• WHAT YOU WILL DO
Print verbatim the lines of the entries from the one containing "Where can you spot the white patio" to the last, inclusive, and no others.

• DATA ENTRIES
## Begin
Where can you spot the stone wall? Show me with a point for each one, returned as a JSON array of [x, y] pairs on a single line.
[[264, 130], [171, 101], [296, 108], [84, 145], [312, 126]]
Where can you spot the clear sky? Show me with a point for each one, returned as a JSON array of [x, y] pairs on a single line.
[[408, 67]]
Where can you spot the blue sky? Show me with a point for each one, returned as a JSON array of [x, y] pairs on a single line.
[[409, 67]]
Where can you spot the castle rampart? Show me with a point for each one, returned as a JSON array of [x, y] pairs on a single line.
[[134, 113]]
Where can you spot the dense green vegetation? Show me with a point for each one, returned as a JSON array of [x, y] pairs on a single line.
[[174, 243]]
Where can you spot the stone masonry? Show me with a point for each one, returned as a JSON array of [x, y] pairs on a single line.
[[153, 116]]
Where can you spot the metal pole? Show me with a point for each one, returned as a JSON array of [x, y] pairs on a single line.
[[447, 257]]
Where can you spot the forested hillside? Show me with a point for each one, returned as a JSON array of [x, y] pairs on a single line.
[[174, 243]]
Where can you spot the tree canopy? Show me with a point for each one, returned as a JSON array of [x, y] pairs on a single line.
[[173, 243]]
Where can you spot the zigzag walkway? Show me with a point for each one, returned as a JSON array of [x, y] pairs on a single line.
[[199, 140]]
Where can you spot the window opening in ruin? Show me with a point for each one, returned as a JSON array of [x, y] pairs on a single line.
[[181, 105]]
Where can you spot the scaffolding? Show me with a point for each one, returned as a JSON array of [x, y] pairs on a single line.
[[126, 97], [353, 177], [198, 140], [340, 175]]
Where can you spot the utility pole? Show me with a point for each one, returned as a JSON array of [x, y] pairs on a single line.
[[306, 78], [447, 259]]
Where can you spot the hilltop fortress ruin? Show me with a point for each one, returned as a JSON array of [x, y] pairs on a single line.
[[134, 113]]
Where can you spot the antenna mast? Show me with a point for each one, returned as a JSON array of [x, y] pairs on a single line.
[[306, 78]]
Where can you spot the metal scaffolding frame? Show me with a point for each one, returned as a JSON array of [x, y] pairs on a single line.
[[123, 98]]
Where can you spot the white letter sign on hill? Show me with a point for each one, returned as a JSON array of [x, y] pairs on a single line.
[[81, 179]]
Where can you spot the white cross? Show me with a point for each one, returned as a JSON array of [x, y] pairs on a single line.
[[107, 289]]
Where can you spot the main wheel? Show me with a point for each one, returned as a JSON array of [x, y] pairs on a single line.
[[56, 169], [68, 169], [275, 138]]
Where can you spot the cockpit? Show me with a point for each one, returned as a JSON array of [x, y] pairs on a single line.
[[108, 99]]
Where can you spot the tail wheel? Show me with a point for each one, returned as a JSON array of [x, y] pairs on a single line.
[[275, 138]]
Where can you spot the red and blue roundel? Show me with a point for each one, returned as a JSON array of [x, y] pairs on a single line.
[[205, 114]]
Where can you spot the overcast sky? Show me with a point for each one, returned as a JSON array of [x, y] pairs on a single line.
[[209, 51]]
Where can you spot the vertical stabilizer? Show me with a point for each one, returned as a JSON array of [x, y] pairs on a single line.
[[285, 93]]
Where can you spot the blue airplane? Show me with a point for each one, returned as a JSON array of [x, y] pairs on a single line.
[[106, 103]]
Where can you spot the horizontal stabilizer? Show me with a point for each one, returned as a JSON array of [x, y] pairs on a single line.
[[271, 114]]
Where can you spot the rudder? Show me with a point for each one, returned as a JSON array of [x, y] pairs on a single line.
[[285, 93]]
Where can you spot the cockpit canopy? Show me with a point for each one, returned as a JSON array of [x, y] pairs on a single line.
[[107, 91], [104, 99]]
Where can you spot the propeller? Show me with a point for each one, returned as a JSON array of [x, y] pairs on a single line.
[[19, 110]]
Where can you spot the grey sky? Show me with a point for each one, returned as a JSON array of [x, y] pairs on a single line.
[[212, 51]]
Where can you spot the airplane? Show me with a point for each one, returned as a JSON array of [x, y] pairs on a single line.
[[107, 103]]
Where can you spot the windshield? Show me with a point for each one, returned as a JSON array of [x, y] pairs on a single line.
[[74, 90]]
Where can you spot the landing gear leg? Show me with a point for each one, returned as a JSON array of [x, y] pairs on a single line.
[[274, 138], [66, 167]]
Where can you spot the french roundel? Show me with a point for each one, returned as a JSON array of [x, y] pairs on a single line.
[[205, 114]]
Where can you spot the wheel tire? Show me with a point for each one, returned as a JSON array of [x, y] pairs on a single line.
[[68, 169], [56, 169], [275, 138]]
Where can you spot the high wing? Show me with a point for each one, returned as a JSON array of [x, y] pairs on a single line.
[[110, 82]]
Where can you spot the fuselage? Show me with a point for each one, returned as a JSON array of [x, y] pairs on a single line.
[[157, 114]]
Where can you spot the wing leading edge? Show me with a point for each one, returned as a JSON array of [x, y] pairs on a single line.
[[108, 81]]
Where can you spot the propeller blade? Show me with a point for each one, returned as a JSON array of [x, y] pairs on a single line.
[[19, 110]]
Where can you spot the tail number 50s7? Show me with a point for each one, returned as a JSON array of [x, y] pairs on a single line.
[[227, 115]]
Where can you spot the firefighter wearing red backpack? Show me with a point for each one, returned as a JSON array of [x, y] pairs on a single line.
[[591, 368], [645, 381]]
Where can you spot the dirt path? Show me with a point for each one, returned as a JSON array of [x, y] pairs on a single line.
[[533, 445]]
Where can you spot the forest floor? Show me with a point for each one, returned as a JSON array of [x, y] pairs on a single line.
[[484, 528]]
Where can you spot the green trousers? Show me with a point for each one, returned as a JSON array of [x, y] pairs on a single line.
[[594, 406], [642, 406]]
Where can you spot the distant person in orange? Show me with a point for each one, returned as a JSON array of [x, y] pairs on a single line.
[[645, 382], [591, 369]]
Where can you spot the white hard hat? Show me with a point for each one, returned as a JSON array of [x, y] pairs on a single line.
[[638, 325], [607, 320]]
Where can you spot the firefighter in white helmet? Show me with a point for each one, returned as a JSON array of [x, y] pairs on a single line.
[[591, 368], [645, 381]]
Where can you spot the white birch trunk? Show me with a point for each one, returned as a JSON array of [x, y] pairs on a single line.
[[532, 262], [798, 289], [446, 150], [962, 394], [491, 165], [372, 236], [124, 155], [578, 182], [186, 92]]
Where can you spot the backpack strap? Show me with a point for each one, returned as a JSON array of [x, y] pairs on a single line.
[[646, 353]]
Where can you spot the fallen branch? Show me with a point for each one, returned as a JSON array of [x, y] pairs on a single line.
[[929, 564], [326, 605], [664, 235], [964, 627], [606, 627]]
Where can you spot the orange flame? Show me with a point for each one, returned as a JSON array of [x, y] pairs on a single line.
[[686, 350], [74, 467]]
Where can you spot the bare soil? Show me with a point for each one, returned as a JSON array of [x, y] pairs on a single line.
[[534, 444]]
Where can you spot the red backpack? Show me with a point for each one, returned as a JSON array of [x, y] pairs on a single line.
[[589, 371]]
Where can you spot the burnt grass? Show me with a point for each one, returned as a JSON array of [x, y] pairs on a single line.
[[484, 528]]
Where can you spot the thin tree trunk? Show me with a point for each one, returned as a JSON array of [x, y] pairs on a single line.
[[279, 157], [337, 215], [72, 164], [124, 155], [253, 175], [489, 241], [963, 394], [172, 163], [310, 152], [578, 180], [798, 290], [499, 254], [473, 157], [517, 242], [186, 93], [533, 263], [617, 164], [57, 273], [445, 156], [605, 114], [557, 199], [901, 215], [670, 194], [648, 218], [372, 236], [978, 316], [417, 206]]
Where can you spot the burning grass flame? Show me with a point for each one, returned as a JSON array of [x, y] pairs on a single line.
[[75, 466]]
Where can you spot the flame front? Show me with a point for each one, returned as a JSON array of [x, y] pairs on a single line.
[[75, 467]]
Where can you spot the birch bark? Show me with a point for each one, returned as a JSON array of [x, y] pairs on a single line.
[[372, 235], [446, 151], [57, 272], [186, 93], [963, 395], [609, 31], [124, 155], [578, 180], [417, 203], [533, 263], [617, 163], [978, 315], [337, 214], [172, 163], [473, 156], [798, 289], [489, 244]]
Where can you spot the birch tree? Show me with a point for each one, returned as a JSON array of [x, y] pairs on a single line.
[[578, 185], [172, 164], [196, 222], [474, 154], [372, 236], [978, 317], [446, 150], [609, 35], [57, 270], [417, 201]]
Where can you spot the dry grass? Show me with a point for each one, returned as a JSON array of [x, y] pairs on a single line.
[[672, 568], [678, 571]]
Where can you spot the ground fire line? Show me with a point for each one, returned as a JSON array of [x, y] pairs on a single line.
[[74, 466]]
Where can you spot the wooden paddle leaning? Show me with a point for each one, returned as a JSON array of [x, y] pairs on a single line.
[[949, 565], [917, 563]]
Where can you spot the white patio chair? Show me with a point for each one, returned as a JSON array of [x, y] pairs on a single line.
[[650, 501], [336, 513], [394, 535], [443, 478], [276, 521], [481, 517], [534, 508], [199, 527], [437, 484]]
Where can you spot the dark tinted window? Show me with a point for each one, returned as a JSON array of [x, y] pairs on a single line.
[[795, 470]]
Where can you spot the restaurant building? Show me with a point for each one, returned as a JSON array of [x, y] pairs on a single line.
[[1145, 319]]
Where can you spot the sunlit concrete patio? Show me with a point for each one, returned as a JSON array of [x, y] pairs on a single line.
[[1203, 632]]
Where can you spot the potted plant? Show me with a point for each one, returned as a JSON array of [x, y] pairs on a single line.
## End
• EXERCISE RESULT
Where can you spot the white patio chair? Show me with a point for each one, returned as a JSON array of [x, y] pairs on a single line.
[[650, 501], [336, 513], [394, 535], [443, 478], [276, 521], [481, 517], [534, 508], [199, 527], [437, 484]]
Where can you spot the dark tinted window? Show me with a point for each one, returned as a JSON array of [x, y] pairs on a single line.
[[795, 470]]
Where can you spot the restaurant building? Show me with a point for each one, returned as a JSON array of [x, y] pairs on a single line.
[[1145, 319]]
Where can you spot the sunlit concrete patio? Show me with a point for each one, returned as a JSON array of [x, y] pairs on a single line.
[[1203, 632]]
Where can you spot the potted plant? Show me with a point for each one, returned as a JSON array of [x, y] pairs on a single line.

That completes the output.